[Quoted passage]:
BEGIN
Wednesday, September 23, 2009

A full step behind the Joneses

Other than the hungry, happy people in Friendship Park yesterday, no more of my friends have received visits. I made it to Landslide with a friend last night. I walked up their cobblestone street, past the porch where so much activity is normally common; in the night there was nothing. Signs with my former roommate's handwriting hung from each door of the duplex, instructing ex-inhabitants and visitors to stay out and to call a listed number for legal help if the cops show up and start absolutely destroying shit.
Farther up the hill, the six remaining Landsliders were making coconut pawpaw ice cream and planning ways to secure their entrances to prevent the kicking-in of their doors. Half of them were set on sleeping on the porch just to avoid sleeping in bedrooms that, after having so many people come and go with flea-harboring pets, are nearly as uninhabitable as 5401 Harrison.
I left when we gave up churning the ice cream and left it for a night in the freezer, and I walked back up a hill I normally pedal: The Bus Lane, while normally a quick shortcut up to Oakland from the South Side and Uptown, is worth avoiding when laws are actually being enforced, especially on bikers, since we're all probably anarchists who have seven other, non-local anarchists living with us this week.
We all do.
It's obvious that nothing good will come from another police visit to a friend's house, but I'm hopping back and forth from one cop+citizen rendezvous point to another in an attempt to find the most action. Some houses have watch shifts all night, midnight to four and four to eight, avoiding sleep to keep an eye out for the longest outstretched arm (is it even at full extension yet?) the law has ever had in these parts. This excites me because I never sleep anyway. I'm sure a target community could really appreciate the bags under my eyes providing support for a night's worth of warning call, but I don't belong out there because I'm too safe.
I'm admitting right now that I am jealous. I see a few different types of people right now:
1. People who aren't quite sure what the G20 is or what they're doing here, but are willing to talk about and try to understand it.
1a. People who seem to understand what the G20 is and seemingly disagree with it, but still won't or can't do anything about it.
2. People who have no idea what the G20 is or what they're doing here, but are unwilling to admit that they don't understand it and yet still act like protesters are the real reason our city has become a week-long police state.
3. Friends who have undeservedly been harassed, woken in the middle of the night, forced to leave their city-tolerated but not-yet-purchased homes; who have had to disperse, leave town and regroup in smaller numbers.
END
[Problem statement]: Continue the blog post about the G20 week from the point where it stops, after the third item in its list of people. The records have no connection to the blog post.

(Collection entries)
BEGIN
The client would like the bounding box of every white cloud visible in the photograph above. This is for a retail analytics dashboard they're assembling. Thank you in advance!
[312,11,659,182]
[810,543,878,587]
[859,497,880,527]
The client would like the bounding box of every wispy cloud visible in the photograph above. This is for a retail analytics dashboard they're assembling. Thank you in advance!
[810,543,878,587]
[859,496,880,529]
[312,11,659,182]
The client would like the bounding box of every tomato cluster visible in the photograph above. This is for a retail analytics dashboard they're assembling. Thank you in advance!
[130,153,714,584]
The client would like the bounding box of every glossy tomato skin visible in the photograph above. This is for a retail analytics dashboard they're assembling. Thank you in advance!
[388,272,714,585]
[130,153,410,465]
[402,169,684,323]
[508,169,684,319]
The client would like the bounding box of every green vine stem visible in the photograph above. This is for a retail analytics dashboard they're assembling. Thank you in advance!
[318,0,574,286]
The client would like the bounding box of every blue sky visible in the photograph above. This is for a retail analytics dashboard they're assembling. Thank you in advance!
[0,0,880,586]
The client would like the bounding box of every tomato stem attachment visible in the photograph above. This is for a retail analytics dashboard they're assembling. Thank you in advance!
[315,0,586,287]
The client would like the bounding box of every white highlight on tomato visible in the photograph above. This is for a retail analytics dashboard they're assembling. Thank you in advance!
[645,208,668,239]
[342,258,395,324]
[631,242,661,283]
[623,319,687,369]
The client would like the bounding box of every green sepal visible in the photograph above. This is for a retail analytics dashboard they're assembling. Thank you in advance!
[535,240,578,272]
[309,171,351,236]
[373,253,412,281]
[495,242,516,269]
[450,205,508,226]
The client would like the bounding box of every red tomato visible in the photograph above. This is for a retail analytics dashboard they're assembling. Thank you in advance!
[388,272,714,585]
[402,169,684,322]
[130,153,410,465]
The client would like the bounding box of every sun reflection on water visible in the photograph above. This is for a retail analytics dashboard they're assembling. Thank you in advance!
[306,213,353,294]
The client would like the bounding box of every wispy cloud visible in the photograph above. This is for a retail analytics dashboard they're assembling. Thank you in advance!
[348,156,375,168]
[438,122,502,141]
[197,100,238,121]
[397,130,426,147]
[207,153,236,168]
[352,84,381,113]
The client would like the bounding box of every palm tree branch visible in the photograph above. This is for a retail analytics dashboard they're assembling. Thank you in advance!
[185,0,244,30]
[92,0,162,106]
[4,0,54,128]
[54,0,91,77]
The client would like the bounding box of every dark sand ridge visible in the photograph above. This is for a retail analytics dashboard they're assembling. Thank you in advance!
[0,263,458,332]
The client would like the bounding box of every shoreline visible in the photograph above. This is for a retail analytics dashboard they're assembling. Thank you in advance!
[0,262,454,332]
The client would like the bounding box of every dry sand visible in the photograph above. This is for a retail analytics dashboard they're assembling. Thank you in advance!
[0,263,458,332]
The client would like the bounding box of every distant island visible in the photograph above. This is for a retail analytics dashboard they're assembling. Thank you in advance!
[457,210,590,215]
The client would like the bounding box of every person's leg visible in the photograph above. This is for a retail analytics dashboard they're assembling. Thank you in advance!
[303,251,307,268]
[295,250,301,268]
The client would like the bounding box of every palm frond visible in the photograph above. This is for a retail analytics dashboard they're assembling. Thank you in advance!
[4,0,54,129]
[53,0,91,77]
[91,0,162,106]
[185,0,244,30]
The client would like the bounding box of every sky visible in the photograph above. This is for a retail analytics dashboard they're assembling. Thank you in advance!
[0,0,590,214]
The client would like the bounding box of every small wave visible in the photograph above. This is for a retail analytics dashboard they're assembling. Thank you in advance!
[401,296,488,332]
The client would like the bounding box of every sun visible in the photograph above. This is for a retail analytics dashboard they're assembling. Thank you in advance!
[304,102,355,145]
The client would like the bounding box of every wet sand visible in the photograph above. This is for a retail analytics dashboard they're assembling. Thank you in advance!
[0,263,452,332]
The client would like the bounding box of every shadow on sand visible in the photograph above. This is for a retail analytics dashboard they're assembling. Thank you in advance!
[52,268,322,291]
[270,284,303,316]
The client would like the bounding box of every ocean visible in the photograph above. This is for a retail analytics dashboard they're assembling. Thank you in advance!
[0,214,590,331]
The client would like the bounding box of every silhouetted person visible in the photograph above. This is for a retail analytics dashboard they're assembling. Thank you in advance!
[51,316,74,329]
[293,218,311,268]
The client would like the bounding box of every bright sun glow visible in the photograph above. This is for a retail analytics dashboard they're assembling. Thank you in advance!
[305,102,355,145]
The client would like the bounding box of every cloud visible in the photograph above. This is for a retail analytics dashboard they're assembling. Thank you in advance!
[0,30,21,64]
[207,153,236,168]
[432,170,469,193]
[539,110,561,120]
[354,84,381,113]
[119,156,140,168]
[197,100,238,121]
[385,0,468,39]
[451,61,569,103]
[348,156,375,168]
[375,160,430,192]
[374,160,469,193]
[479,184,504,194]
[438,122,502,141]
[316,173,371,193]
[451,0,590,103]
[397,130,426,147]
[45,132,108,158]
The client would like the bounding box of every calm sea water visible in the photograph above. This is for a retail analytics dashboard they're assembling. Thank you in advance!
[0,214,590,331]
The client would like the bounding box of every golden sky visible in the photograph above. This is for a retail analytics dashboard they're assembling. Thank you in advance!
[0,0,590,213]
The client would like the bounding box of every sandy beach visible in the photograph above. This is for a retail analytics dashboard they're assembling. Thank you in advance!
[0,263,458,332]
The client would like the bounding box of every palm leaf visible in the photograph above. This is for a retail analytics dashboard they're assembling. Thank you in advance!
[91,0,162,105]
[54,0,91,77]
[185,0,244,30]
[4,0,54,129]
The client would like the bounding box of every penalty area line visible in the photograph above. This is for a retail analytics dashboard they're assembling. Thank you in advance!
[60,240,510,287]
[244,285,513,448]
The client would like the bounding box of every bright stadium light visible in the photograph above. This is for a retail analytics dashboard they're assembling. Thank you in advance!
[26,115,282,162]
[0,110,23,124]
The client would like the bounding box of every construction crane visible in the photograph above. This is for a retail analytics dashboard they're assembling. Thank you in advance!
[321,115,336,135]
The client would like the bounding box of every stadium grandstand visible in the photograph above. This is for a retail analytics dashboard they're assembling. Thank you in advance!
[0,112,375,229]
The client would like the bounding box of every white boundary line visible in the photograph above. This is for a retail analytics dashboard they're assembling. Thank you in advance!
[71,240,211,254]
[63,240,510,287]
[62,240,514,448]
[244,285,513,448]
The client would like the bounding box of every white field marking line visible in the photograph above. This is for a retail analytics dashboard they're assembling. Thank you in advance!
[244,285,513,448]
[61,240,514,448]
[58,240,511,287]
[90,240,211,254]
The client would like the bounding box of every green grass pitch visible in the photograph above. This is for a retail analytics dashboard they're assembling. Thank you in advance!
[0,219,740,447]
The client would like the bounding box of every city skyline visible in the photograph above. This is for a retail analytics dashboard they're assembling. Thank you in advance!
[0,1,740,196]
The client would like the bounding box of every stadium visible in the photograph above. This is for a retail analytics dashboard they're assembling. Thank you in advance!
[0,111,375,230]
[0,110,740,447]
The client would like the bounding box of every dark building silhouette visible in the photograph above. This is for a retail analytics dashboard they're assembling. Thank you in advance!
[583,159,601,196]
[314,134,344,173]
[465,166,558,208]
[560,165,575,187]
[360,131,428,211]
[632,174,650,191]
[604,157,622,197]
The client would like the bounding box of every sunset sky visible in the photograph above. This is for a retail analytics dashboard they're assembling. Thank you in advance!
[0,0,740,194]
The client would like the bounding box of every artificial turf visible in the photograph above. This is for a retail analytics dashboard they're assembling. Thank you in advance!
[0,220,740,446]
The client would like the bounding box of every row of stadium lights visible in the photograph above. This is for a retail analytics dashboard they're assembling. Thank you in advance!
END
[Task result]:
4. Friends who have been working hard with their independent media, legal defense, medical assistance, food preparation, hospitality for out-of-towners, writing, organizing, concern.

I have found nowhere to fit into this multi-faceted pinwheel of roles.
I've experienced fear and outright disgust about the stories from my friends. At my job, where political discussion does not come up, I've spoken with civilians, both ignorant and understanding, about these events, making sure they know just how close I was to getting arrested or just how integral my part in the story actually is.
"Oh, I play soccer there every week. I just happened to be gourging myself on an O Pizza with fries and ketchup as toppings during soccer time." A convenient alibi.
"Oh, I used to live with them. I knew them before they were squatters." Similar to, 'I knew the band before they signed to Warner.'
"Oh, I was just walking out when the cops were showing up. (Missed out again.)" Pathetic. It's one thing to have the cops come to you based on who you are; it's another to happen to be with people who the cops want to visit because of who they are.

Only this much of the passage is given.